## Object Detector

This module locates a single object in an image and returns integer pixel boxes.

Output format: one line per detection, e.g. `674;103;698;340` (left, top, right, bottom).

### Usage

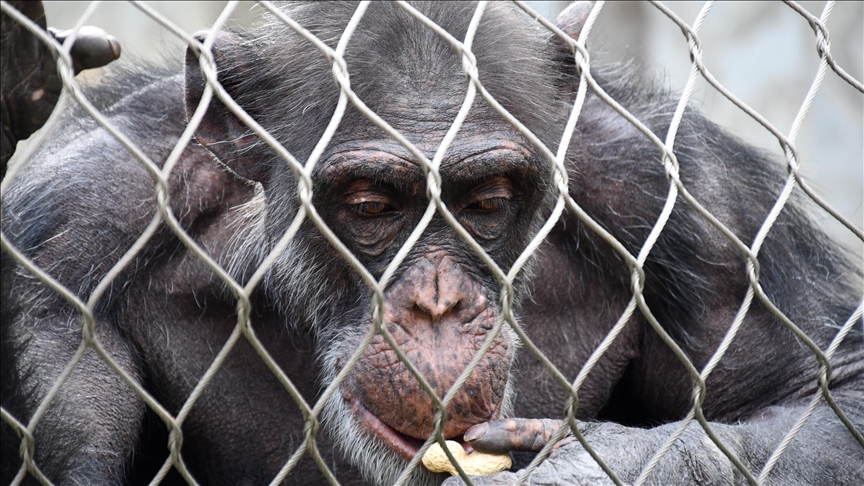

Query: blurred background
38;1;864;258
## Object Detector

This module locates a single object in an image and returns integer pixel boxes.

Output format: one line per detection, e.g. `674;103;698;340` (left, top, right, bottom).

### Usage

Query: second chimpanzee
2;2;864;484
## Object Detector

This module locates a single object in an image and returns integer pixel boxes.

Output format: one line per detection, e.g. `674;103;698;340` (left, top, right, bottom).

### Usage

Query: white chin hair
323;393;449;486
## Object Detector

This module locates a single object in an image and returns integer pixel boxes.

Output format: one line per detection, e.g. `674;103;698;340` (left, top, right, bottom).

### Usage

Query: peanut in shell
423;440;513;476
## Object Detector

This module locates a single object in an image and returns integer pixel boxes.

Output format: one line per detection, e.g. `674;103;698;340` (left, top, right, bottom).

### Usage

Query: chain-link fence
0;2;864;485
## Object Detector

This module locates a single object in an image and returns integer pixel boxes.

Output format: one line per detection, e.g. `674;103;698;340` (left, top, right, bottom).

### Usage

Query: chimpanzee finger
463;418;566;453
48;25;120;74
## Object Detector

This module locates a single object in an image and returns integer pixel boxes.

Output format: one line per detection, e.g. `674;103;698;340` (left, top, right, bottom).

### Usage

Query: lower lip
348;399;474;461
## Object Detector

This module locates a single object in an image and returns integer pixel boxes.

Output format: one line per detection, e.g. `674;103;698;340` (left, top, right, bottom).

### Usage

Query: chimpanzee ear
555;2;594;40
185;32;266;181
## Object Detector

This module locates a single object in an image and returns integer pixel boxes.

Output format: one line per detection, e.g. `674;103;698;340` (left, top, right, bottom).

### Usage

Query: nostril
414;300;461;321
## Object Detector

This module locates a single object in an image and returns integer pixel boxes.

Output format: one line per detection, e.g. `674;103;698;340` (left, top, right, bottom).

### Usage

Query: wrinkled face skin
314;124;545;483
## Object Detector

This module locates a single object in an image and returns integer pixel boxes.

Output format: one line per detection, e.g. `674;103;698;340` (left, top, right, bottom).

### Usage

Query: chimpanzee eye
354;201;394;214
465;197;507;211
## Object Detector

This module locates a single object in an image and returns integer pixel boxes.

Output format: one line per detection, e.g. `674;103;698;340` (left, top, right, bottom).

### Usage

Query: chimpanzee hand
444;419;613;486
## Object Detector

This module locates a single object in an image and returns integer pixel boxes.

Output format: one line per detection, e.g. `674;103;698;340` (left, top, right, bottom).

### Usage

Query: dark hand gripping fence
0;1;864;485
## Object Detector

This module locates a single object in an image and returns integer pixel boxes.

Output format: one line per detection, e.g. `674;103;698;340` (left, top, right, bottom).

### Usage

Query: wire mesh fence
0;2;864;485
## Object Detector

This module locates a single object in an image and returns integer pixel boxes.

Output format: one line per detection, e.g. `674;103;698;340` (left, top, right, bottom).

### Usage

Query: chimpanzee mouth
343;393;474;461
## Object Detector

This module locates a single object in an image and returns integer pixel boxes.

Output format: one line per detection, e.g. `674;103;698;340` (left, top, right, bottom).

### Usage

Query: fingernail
462;422;489;442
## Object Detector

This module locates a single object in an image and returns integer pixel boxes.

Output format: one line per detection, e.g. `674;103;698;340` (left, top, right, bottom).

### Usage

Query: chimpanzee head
186;3;584;482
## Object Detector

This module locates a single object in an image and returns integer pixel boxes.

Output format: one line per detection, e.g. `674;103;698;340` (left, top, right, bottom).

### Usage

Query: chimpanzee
2;2;864;484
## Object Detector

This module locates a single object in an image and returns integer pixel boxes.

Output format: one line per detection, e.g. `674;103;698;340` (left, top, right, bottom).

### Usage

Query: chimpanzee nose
414;257;470;322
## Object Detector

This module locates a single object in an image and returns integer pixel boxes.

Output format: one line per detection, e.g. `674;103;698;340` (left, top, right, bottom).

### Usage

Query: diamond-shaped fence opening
0;2;864;485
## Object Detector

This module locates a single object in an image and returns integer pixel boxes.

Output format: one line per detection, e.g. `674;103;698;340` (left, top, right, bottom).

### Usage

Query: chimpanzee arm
4;306;144;484
445;391;864;486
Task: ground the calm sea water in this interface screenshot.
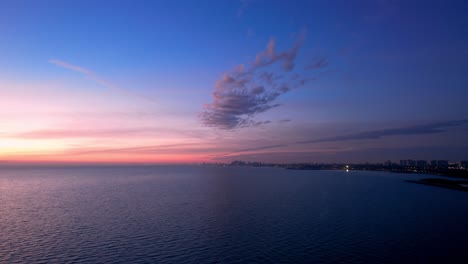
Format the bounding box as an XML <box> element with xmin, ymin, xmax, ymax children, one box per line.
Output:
<box><xmin>0</xmin><ymin>166</ymin><xmax>468</xmax><ymax>263</ymax></box>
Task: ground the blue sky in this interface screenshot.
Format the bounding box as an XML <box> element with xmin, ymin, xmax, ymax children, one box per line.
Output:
<box><xmin>0</xmin><ymin>0</ymin><xmax>468</xmax><ymax>162</ymax></box>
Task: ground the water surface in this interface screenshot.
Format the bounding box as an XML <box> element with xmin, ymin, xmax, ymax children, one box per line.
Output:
<box><xmin>0</xmin><ymin>166</ymin><xmax>468</xmax><ymax>263</ymax></box>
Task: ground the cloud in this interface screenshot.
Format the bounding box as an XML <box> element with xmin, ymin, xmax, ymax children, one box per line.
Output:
<box><xmin>49</xmin><ymin>59</ymin><xmax>154</xmax><ymax>102</ymax></box>
<box><xmin>200</xmin><ymin>31</ymin><xmax>308</xmax><ymax>130</ymax></box>
<box><xmin>237</xmin><ymin>0</ymin><xmax>253</xmax><ymax>17</ymax></box>
<box><xmin>254</xmin><ymin>30</ymin><xmax>306</xmax><ymax>71</ymax></box>
<box><xmin>49</xmin><ymin>60</ymin><xmax>93</xmax><ymax>75</ymax></box>
<box><xmin>296</xmin><ymin>119</ymin><xmax>468</xmax><ymax>144</ymax></box>
<box><xmin>14</xmin><ymin>127</ymin><xmax>163</xmax><ymax>139</ymax></box>
<box><xmin>304</xmin><ymin>57</ymin><xmax>328</xmax><ymax>70</ymax></box>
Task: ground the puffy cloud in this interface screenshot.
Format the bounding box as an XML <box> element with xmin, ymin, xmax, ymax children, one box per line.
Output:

++++++++++++++++++++

TO DO ->
Please pick out every line in the items above that contains the string "Task" and copy each of those lines.

THE RESPONSE ->
Task: ground the calm sea water in this interface screenshot.
Task: ground the blue sky in this interface screenshot.
Task: ground the water surface in this interface screenshot.
Task: ground the cloud in this interface screenshot.
Task: ground the puffy cloud in this interface screenshot.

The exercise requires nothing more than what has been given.